Excerpt to read:
▼▼▼

The final chapter of this text introduces the concept of rational functions; that is, equations in which the variable appears in the denominator of a fraction. A common rational function is the inverse variation model, similar to the direct variation model you studied in a Concept in chapter 4. We finish the chapter with solving rational equations and using graphical representations to display data.

Chapter Outline

Chapter Summary

Summary

This chapter begins by talking about inverse variation models, the graphs of rational functions, and the division of polynomials. It then moves on to discuss rational expressions in detail, including the multiplication, division, addition, and subtraction of rational expressions. Next, instruction is given on solving rational equations by using proportions and by clearing denominators. Finally, surveys and samples in statistics are highlighted.

Rational Equations and Functions; Statistics Review

Define the following terms used in this chapter.

  1. Inverse variation
  2. Asymptotes
  3. Hyperbola
  4. Points of discontinuity
  5. Least common multiple
  6. Random sampling
  7. Stratified sampling
  8. Biased
  9. Cherry picking
  10. What quadrants are the branches of a hyperbola located if k<0?

Are the following examples of direct variation or inverse variation?

  1. The number of slices n people get from sharing one pizza
  2. The thickness of a phone book given n telephone numbers
  3. The amount of coffee n people receive from a single pot
  4. The total cost of pears given that nectarines cost $0.99 per pound

For each variation equation:

  1. Translate the sentence into an inverse variation equation.
  2. Find k, the constant of variation.
  3. Find the unknown value.
  1. y varies inversely as x. When x=5, y=\frac{2}{15}. Find y when x=- \frac{1}{2}.
  2. y is inversely proportional to the square root of y. When x=16, y=0.5625. Find y when x=\frac{1}{8}.
  3. Habitat for Humanity uses volunteers to build houses. The number of days it takes to build a house varies inversely as the number of volunteers. It takes eight days to build a house with twenty volunteers. How many days will it take sixteen volunteers to complete the same job?

▲▲▲

Directions for this task:
Answer these questions about the rational functions excerpt:
(a) Which model is inverse variation compared to, and in which chapter was that model studied?
(b) What two methods for solving rational equations does the summary name?
(c) In the Habitat for Humanity problem, how many volunteers take eight days to build a house?

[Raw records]
▼▼▼

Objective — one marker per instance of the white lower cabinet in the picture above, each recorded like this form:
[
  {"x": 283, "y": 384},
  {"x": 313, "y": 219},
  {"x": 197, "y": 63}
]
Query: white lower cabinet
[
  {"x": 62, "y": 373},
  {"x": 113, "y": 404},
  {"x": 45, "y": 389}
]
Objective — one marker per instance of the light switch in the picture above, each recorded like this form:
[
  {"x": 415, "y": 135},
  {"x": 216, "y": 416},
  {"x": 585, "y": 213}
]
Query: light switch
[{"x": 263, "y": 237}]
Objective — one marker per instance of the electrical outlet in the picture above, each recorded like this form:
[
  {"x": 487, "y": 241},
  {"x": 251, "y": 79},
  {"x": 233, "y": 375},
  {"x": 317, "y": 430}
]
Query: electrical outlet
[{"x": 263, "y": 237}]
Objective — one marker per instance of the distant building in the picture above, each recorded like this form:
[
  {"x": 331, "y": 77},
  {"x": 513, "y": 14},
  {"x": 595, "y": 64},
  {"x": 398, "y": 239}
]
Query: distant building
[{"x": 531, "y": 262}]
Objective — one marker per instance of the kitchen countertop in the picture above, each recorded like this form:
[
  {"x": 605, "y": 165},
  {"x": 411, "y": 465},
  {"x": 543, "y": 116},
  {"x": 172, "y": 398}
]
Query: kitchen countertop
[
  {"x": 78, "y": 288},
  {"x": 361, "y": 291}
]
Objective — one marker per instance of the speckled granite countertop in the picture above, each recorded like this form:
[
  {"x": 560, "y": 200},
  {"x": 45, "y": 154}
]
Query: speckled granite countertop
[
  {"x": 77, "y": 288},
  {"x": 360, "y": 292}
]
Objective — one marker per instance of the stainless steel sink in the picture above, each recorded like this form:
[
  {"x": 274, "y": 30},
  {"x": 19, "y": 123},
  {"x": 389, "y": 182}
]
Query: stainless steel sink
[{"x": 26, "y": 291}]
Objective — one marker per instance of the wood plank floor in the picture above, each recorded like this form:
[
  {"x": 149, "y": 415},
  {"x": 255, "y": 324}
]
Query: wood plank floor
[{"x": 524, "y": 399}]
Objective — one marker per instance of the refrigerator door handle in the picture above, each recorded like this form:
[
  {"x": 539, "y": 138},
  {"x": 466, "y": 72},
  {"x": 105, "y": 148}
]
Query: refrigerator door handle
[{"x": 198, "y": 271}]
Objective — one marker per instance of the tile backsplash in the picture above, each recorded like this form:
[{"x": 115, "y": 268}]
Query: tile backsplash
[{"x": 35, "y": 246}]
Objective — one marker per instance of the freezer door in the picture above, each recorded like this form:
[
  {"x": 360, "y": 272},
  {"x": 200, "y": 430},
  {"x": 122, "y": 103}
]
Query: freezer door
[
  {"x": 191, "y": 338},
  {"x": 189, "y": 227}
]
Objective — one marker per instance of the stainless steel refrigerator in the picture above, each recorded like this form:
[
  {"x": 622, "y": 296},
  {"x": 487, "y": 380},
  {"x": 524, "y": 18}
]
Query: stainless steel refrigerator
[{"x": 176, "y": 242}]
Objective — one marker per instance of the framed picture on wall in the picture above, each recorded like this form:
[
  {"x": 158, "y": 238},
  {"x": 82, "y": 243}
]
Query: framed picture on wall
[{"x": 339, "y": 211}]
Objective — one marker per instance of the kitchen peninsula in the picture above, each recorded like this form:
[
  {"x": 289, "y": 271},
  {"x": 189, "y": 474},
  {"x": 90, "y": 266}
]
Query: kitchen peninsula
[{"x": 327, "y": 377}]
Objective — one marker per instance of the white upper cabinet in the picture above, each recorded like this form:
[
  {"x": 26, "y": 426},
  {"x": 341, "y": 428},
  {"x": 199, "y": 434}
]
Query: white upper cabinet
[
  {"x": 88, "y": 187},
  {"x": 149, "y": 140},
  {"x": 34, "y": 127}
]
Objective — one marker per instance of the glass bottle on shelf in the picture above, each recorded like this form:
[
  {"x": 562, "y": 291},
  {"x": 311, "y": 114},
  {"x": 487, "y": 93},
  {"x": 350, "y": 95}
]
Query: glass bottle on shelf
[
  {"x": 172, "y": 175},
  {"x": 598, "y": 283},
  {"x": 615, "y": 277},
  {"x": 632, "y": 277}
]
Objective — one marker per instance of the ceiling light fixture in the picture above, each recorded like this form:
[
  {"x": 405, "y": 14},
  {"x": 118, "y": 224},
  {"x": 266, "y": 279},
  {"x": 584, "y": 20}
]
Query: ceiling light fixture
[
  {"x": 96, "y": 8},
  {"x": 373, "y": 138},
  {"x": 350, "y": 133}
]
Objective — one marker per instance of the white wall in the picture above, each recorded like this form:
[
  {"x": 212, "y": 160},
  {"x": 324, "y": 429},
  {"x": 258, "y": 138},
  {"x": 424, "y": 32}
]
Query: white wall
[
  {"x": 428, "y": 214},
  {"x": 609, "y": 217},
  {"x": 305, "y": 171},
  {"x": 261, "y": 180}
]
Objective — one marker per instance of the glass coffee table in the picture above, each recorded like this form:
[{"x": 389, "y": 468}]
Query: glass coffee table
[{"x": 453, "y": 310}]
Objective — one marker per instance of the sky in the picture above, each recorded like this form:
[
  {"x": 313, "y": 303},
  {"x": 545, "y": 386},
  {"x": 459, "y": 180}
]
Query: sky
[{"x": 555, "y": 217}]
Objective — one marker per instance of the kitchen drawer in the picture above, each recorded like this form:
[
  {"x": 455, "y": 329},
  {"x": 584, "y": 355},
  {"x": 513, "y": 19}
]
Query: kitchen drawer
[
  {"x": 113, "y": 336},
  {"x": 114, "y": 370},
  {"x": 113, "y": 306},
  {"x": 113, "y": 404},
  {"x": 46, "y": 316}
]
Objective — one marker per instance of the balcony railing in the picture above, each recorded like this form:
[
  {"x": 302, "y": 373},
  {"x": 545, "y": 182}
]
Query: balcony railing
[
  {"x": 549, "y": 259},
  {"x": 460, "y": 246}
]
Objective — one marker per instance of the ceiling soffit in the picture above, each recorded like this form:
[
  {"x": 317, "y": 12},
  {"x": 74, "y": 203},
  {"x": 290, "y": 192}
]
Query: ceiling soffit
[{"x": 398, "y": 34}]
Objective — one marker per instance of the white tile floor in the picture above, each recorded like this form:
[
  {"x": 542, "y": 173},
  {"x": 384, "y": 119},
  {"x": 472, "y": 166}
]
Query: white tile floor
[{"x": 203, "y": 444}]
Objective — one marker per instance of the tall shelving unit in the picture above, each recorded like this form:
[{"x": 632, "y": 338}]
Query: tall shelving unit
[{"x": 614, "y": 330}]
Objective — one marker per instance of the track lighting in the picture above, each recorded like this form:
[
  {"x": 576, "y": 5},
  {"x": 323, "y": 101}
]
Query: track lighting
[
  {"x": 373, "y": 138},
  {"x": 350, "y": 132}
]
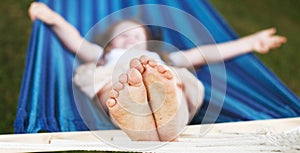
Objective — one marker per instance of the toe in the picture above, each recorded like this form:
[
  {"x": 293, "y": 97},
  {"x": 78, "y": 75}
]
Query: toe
[
  {"x": 136, "y": 63},
  {"x": 123, "y": 78},
  {"x": 144, "y": 59},
  {"x": 134, "y": 77}
]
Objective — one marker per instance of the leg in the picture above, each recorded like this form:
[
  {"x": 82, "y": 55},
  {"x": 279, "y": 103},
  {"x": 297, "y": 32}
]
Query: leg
[
  {"x": 128, "y": 107},
  {"x": 168, "y": 104}
]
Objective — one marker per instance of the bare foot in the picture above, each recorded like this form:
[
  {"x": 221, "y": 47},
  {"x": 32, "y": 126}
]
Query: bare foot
[
  {"x": 168, "y": 105},
  {"x": 129, "y": 108}
]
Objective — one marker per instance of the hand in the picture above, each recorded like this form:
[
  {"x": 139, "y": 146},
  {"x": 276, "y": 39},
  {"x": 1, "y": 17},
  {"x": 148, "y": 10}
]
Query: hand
[
  {"x": 38, "y": 10},
  {"x": 265, "y": 40}
]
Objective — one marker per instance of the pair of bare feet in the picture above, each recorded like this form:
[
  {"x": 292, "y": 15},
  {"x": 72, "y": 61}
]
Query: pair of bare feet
[{"x": 146, "y": 102}]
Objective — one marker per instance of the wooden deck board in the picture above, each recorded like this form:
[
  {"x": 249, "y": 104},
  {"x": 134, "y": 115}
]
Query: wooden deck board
[{"x": 278, "y": 135}]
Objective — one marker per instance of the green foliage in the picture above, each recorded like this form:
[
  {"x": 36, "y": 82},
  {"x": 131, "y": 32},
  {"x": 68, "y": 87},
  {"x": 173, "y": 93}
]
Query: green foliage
[{"x": 245, "y": 17}]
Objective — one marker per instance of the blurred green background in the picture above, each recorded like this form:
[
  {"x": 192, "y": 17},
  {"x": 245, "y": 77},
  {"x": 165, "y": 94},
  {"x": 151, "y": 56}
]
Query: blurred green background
[{"x": 244, "y": 16}]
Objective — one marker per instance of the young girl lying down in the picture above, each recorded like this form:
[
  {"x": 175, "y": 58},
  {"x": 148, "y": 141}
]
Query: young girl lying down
[{"x": 149, "y": 100}]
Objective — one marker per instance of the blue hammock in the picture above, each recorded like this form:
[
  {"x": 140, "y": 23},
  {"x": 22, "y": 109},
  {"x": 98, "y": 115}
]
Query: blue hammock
[{"x": 47, "y": 97}]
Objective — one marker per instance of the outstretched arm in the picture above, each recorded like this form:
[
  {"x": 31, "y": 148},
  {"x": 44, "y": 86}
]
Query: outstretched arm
[
  {"x": 261, "y": 42},
  {"x": 67, "y": 34}
]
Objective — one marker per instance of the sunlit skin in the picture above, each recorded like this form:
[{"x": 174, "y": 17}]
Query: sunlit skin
[{"x": 144, "y": 74}]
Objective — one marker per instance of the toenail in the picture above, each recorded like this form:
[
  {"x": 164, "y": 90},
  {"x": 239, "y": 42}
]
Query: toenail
[{"x": 123, "y": 78}]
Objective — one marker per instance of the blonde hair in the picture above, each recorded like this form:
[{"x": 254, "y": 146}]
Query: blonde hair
[{"x": 104, "y": 39}]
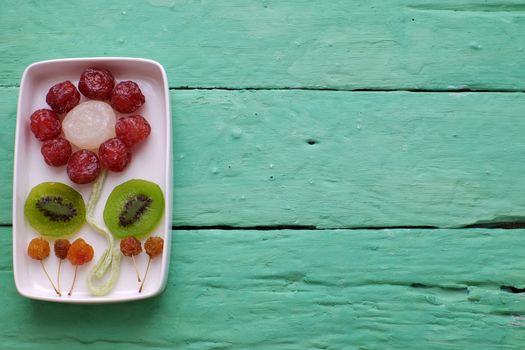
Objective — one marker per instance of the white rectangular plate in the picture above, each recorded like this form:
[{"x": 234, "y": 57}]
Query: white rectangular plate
[{"x": 150, "y": 161}]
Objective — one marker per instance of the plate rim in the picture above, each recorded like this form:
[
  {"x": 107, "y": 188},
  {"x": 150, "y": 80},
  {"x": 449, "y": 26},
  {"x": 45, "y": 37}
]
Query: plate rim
[{"x": 167, "y": 196}]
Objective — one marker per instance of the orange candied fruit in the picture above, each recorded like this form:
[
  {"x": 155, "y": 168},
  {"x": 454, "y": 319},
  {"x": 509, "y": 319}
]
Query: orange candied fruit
[
  {"x": 130, "y": 246},
  {"x": 154, "y": 246},
  {"x": 38, "y": 249},
  {"x": 80, "y": 252}
]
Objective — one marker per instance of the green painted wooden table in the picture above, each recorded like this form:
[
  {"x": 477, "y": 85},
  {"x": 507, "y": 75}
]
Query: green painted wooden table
[{"x": 347, "y": 174}]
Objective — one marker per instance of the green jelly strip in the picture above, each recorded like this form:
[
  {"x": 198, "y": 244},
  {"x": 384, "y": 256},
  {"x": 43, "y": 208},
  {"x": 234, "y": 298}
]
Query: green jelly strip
[{"x": 111, "y": 256}]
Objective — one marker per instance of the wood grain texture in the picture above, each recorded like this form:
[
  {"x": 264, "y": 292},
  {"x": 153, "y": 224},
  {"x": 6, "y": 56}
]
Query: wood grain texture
[
  {"x": 395, "y": 289},
  {"x": 340, "y": 44},
  {"x": 338, "y": 159}
]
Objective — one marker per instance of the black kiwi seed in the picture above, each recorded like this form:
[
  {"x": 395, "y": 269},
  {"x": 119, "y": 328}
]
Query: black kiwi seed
[
  {"x": 56, "y": 209},
  {"x": 134, "y": 208}
]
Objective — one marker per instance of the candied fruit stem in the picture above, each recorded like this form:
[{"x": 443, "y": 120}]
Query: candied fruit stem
[
  {"x": 111, "y": 255},
  {"x": 58, "y": 275},
  {"x": 145, "y": 274},
  {"x": 136, "y": 268},
  {"x": 49, "y": 278},
  {"x": 74, "y": 280}
]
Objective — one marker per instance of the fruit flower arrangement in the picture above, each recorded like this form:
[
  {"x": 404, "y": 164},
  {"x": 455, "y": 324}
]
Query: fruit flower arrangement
[{"x": 89, "y": 140}]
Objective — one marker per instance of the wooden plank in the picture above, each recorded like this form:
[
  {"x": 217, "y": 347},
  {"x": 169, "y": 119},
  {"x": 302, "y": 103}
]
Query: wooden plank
[
  {"x": 303, "y": 290},
  {"x": 347, "y": 159},
  {"x": 244, "y": 158},
  {"x": 339, "y": 44}
]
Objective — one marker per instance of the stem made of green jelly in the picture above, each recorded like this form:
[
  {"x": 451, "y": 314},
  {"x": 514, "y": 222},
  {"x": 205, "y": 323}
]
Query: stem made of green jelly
[{"x": 111, "y": 256}]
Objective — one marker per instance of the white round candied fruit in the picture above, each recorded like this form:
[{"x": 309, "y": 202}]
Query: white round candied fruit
[{"x": 89, "y": 124}]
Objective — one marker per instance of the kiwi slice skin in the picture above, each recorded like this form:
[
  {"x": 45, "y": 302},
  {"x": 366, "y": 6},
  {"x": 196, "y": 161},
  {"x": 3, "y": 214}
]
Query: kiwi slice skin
[
  {"x": 134, "y": 208},
  {"x": 55, "y": 209}
]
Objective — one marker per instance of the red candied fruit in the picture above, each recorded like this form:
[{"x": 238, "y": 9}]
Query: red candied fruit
[
  {"x": 126, "y": 97},
  {"x": 96, "y": 83},
  {"x": 62, "y": 97},
  {"x": 83, "y": 167},
  {"x": 114, "y": 155},
  {"x": 132, "y": 130},
  {"x": 45, "y": 124},
  {"x": 56, "y": 152}
]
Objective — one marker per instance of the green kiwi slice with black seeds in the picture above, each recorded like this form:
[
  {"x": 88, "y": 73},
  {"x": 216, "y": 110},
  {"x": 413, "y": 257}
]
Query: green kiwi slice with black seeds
[
  {"x": 134, "y": 208},
  {"x": 54, "y": 209}
]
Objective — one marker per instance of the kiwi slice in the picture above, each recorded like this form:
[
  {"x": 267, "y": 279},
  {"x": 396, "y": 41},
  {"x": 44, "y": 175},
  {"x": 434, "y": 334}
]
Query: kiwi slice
[
  {"x": 134, "y": 208},
  {"x": 55, "y": 209}
]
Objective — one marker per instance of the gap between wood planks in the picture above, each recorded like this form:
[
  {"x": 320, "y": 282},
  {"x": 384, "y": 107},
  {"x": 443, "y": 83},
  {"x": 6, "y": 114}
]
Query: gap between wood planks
[{"x": 461, "y": 88}]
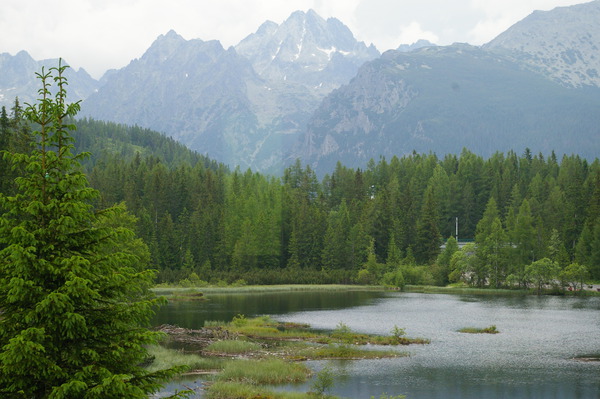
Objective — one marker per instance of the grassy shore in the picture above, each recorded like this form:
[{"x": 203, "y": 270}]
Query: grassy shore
[
  {"x": 476, "y": 330},
  {"x": 247, "y": 354}
]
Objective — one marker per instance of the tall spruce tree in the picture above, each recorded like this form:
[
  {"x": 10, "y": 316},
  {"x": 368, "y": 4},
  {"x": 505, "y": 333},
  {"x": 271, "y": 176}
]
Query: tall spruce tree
[{"x": 73, "y": 301}]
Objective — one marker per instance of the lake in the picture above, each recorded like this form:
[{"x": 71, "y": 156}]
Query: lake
[{"x": 533, "y": 356}]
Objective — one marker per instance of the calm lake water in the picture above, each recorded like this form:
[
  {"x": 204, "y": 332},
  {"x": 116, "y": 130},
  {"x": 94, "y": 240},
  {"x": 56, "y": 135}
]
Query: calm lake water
[{"x": 532, "y": 357}]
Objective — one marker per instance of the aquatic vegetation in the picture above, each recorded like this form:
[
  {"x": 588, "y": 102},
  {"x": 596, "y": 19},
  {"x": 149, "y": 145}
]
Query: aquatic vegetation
[{"x": 474, "y": 330}]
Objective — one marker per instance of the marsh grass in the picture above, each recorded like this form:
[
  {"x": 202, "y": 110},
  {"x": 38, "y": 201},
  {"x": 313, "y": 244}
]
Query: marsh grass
[
  {"x": 474, "y": 330},
  {"x": 168, "y": 290},
  {"x": 239, "y": 390},
  {"x": 233, "y": 347},
  {"x": 271, "y": 371},
  {"x": 333, "y": 351},
  {"x": 164, "y": 358}
]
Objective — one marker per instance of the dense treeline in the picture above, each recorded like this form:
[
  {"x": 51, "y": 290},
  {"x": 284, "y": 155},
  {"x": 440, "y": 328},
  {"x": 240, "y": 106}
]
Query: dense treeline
[{"x": 381, "y": 224}]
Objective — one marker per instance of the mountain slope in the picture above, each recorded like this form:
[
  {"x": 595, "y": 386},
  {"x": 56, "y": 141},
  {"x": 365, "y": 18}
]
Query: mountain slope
[
  {"x": 18, "y": 79},
  {"x": 194, "y": 91},
  {"x": 442, "y": 99},
  {"x": 562, "y": 44},
  {"x": 244, "y": 106}
]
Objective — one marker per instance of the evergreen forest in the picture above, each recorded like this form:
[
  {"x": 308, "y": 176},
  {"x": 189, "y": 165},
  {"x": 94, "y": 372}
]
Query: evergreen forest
[{"x": 523, "y": 219}]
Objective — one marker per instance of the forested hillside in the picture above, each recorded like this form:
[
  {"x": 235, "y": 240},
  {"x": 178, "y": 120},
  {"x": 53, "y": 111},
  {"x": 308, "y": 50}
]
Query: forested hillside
[{"x": 386, "y": 223}]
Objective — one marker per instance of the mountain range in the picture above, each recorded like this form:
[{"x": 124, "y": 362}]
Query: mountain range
[{"x": 307, "y": 89}]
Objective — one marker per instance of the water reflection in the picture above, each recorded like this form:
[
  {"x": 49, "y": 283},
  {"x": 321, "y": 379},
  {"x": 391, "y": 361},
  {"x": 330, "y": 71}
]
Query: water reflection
[{"x": 532, "y": 357}]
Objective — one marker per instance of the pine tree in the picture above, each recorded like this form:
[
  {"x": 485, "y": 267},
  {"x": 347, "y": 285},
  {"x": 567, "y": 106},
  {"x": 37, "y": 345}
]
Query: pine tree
[
  {"x": 74, "y": 304},
  {"x": 428, "y": 233}
]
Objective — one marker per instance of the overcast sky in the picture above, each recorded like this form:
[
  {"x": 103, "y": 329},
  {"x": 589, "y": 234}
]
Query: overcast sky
[{"x": 103, "y": 34}]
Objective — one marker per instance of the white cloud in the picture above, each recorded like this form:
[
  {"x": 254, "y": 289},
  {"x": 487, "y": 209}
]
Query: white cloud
[
  {"x": 102, "y": 34},
  {"x": 412, "y": 32},
  {"x": 499, "y": 15}
]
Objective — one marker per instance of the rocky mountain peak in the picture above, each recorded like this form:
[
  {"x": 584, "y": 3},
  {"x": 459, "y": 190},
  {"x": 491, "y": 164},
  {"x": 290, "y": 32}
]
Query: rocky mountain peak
[
  {"x": 303, "y": 44},
  {"x": 561, "y": 44}
]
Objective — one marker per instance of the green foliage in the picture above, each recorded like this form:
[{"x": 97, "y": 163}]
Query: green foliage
[
  {"x": 542, "y": 272},
  {"x": 74, "y": 299},
  {"x": 264, "y": 371},
  {"x": 398, "y": 332},
  {"x": 197, "y": 216},
  {"x": 575, "y": 276},
  {"x": 233, "y": 347},
  {"x": 474, "y": 330}
]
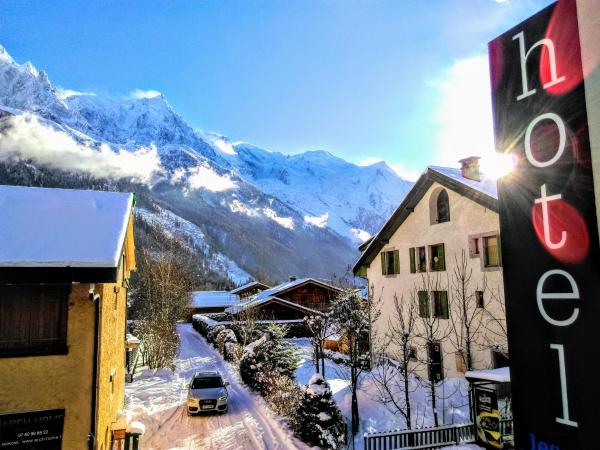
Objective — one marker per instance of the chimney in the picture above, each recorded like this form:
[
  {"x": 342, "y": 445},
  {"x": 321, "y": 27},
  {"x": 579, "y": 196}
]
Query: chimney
[{"x": 469, "y": 168}]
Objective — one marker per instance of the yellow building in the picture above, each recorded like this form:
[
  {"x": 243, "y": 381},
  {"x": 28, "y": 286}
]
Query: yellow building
[
  {"x": 415, "y": 257},
  {"x": 65, "y": 261}
]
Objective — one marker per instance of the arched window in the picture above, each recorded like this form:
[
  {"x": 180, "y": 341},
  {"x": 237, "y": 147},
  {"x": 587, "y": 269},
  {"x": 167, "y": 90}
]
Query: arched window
[{"x": 443, "y": 207}]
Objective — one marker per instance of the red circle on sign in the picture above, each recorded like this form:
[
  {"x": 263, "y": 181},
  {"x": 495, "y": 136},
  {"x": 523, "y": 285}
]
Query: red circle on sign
[{"x": 562, "y": 217}]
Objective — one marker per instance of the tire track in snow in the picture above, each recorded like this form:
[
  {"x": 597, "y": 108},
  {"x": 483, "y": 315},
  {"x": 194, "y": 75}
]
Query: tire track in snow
[{"x": 159, "y": 400}]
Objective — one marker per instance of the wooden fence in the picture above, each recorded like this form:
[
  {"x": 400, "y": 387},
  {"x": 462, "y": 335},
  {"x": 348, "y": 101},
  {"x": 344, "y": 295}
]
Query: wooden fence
[{"x": 428, "y": 438}]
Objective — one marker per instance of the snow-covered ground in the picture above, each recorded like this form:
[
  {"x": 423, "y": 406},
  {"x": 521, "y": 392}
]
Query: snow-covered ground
[
  {"x": 373, "y": 415},
  {"x": 157, "y": 399}
]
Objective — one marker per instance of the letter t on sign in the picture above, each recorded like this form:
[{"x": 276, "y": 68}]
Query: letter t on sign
[{"x": 544, "y": 201}]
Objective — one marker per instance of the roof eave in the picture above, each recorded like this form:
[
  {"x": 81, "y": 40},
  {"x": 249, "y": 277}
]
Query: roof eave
[{"x": 407, "y": 206}]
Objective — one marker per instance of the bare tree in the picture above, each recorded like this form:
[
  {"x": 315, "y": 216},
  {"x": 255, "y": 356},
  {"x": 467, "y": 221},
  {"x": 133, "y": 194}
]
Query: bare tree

▲▲▲

Answer to the exercise:
(a) The direct variation model, studied in chapter 4.
(b) Using proportions and clearing denominators.
(c) Twenty volunteers.